(Outline labeling records)
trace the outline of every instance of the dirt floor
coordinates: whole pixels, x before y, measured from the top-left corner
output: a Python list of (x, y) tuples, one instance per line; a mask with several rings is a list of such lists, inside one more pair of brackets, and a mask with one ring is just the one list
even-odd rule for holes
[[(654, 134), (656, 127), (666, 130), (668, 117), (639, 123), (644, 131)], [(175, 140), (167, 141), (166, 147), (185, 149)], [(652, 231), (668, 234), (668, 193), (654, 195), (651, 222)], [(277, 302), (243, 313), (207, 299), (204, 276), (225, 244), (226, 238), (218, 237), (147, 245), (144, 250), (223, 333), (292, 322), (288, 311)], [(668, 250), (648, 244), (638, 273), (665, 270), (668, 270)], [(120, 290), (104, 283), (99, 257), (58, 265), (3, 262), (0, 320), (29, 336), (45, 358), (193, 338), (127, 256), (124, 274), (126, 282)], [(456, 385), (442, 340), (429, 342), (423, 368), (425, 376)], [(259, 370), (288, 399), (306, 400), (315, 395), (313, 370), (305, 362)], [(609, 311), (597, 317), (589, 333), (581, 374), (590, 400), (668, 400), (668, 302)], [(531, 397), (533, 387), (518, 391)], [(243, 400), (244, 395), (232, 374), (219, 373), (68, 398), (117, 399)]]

# Problem details
Pick out every line of the entries that contains the word "instance", matching case exactly, and copy each of those lines in full.

# Reply to the exercise
trace the outline of every instance of the dirt floor
output: a Python list of (x, y) tuples, one instance per line; a mask with several rings is a list of such lists, inside one more pair of brackets, and a mask with one ring is just the one list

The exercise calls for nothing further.